_WHAT YOU NEED TO DO_
Below is a set of records; restate each one word for word.

_GIVEN RECORDS_
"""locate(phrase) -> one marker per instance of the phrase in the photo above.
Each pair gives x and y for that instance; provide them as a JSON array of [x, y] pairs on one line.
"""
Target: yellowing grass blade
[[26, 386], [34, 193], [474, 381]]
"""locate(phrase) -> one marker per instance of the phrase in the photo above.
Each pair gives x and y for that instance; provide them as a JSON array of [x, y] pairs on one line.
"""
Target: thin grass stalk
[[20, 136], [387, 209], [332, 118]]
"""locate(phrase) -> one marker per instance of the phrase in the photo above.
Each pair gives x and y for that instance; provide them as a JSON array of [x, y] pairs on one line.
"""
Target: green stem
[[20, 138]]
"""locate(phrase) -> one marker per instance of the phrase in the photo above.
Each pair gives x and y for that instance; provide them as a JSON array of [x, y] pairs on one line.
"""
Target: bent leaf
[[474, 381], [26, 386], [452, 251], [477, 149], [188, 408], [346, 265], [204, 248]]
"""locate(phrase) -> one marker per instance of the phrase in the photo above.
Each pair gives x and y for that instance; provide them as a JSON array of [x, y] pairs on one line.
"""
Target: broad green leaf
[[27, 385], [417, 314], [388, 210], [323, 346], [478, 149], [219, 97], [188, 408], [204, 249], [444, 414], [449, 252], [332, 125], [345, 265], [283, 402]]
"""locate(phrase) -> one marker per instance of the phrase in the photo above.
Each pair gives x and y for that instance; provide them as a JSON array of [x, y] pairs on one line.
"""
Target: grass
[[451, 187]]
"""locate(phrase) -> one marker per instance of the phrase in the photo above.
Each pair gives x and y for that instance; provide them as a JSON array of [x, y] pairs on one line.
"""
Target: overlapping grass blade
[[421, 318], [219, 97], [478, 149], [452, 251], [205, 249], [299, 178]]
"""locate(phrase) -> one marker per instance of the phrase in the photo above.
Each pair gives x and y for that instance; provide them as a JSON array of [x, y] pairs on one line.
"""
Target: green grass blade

_TASK SOLUTION_
"""locate(phrase) -> one marker per instance of the phrase in the photo above.
Each pair gives x and y for that instance; provide them as a JSON array of [x, y] pairs on one line.
"""
Target: yellowing grass blade
[[26, 386], [34, 193], [474, 381]]
"""locate(phrase) -> one marker per instance of the phrase in the photo above.
Each pair gives x and y for that instance; provide them as a JSON array of [x, y] pairs on one line.
"""
Target: thin grass stalk
[[20, 136], [387, 209], [332, 118]]
"""locate(phrase) -> one marker per instance of the phrase in the photo above.
Each pair gives x and y for that instance; provide them as a JSON array of [x, y] pairs on one line.
"""
Target: green stem
[[20, 138]]
"""locate(phrase) -> one marker per instance of the phrase in the photo above.
Each pair gives x and y for that instance; provide them as a JSON array of [x, y] pairs on one line.
"""
Target: bent leaf
[[474, 381], [26, 386], [452, 251], [477, 149], [188, 408], [346, 265], [204, 248]]
"""locate(phrase) -> one marker per instance of the phrase in the photo above.
Each pair gives x and y for that instance; provide them as a JSON array of [x, y] pairs on one line.
"""
Target: broad green leaf
[[27, 385], [417, 314], [388, 210], [323, 346], [478, 149], [219, 97], [188, 408], [204, 249], [444, 414], [449, 252], [332, 125], [345, 265], [283, 402]]
"""locate(phrase) -> one marker per instance of the phrase in the photo above.
Each pair gives x and y for that instance; provide them as a JSON array of [x, y] pairs on one line.
"""
Target: grass
[[451, 187]]
"""locate(phrase) -> one marker per instance of the phrase in the photo above.
Each pair gives x and y for that instance; provide them as a JSON array of [x, y] pairs on one line.
"""
Target: overlapping grass blade
[[421, 318], [219, 97], [478, 149], [452, 251], [205, 249], [299, 178]]
"""locate(phrase) -> one marker per instance of the phrase in the photo above.
Each pair gives x and y for that instance; provide them as a JSON array of [x, y] pairs on one line.
"""
Target: green grass blade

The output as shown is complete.